_DATA FOR PROCESSING_
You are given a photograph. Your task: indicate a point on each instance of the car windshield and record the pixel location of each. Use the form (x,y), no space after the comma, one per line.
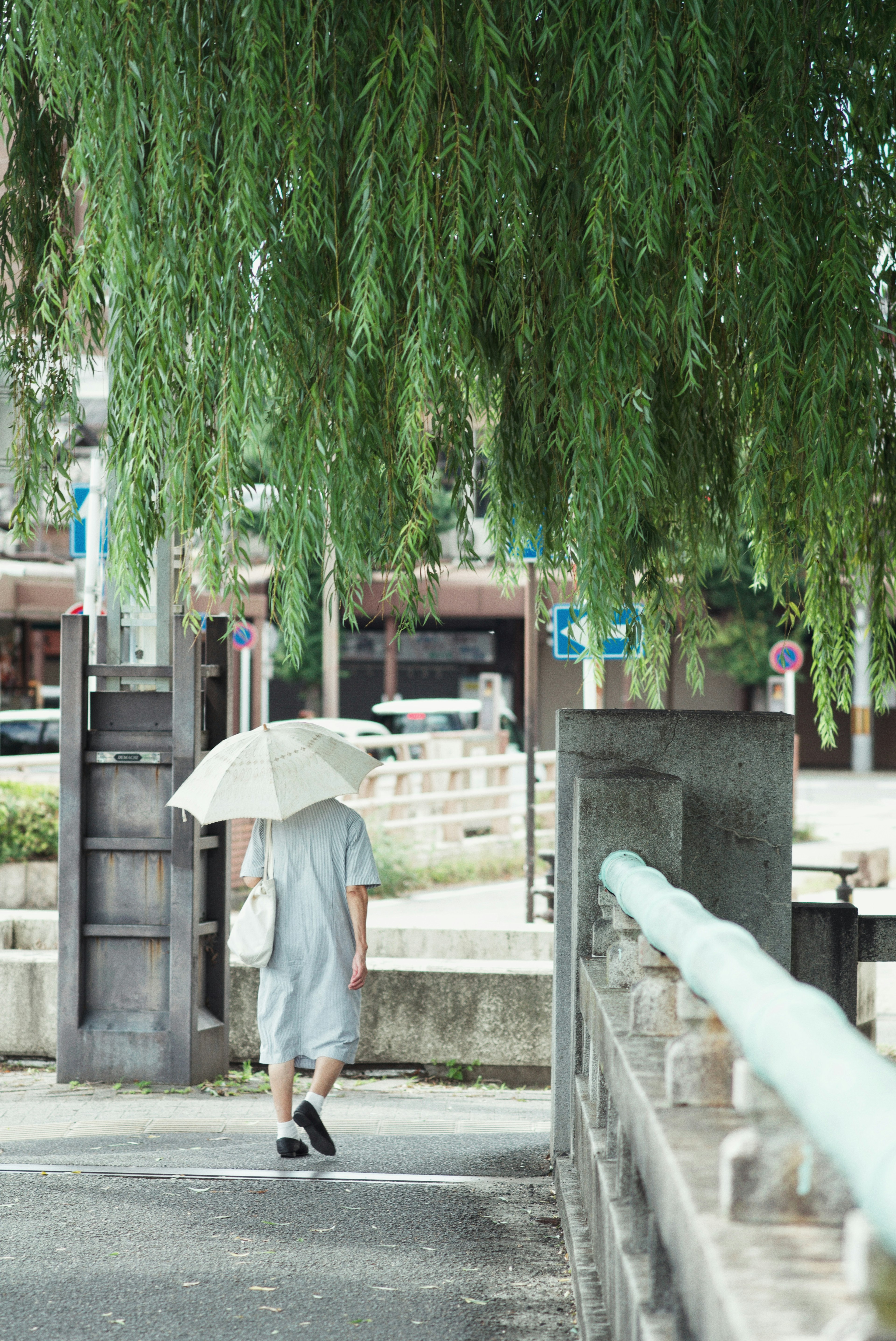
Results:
(414,722)
(22,738)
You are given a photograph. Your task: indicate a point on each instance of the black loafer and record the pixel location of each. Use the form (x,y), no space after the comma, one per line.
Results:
(289,1149)
(308,1116)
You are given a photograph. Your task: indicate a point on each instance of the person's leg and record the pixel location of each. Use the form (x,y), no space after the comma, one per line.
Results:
(326,1073)
(308,1115)
(281,1077)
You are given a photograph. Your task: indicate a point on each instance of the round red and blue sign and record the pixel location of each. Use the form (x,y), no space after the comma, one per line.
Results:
(785,656)
(243,638)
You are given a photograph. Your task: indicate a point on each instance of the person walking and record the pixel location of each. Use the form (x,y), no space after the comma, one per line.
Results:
(309,1008)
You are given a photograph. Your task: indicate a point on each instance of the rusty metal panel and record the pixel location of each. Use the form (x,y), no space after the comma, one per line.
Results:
(143,979)
(128,887)
(128,800)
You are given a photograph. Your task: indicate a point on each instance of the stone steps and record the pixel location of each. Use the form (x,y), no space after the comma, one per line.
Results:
(496,1013)
(38,930)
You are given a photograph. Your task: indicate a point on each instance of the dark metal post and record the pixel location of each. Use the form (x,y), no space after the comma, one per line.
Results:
(144,896)
(530,709)
(824,951)
(72,831)
(186,729)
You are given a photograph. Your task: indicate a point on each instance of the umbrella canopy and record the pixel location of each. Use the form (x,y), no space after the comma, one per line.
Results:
(272,773)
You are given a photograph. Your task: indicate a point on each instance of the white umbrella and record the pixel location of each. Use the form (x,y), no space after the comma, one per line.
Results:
(272,773)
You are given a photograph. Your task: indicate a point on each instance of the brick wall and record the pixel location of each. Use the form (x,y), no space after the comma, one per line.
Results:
(241,835)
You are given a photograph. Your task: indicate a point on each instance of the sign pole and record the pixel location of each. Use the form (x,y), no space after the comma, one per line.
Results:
(791,692)
(592,697)
(530,706)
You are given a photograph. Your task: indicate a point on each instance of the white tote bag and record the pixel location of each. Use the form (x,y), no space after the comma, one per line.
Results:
(253,935)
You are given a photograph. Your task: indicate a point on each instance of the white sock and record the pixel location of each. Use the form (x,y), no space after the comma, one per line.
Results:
(316,1100)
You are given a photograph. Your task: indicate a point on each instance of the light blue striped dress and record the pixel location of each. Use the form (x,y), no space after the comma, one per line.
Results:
(305,1006)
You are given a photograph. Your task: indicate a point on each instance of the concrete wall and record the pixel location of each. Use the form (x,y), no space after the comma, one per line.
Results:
(491,1012)
(560,686)
(29,884)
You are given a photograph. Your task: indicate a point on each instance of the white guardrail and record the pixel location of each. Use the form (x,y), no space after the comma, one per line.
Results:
(49,762)
(439,798)
(794,1037)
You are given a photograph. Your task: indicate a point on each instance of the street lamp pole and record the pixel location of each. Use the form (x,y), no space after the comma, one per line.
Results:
(530,707)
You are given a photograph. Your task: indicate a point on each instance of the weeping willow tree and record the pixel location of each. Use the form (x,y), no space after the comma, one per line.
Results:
(651,242)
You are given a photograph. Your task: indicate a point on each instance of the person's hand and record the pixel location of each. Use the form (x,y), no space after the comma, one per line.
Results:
(359,971)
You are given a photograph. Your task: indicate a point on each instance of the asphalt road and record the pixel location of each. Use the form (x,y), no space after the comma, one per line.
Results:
(84,1257)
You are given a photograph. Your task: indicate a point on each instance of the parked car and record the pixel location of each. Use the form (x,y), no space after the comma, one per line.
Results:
(352,727)
(30,731)
(412,715)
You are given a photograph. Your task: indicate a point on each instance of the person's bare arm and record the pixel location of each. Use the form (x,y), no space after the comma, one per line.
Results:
(357,896)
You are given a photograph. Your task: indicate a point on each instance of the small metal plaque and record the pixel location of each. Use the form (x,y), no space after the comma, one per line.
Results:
(129,757)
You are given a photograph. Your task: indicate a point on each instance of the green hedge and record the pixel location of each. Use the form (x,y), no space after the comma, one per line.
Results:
(29,823)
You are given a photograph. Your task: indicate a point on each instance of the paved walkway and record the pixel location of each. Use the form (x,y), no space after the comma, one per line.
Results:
(34,1108)
(84,1256)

_EXERCISE GOAL_
Rewrite every line from the one containing "of the green" through the end of the material, requests included. Multiply each coordinate in the answers by 0.7, round to a whole number with halves going up, and give only those lines.

_ANSWER TO THIS EXERCISE_
You are given a photograph. Your task: indicate a point on each instance of the green hedge and record the pixel location of each. Use the form (x,y), no space after the comma, one per line.
Results:
(20,576)
You are given a photograph. Your task: indicate a point on each instance of the paved walkway and record the pixel location of each. Use the form (x,y), no space after the comma, one per line.
Results:
(24,776)
(59,879)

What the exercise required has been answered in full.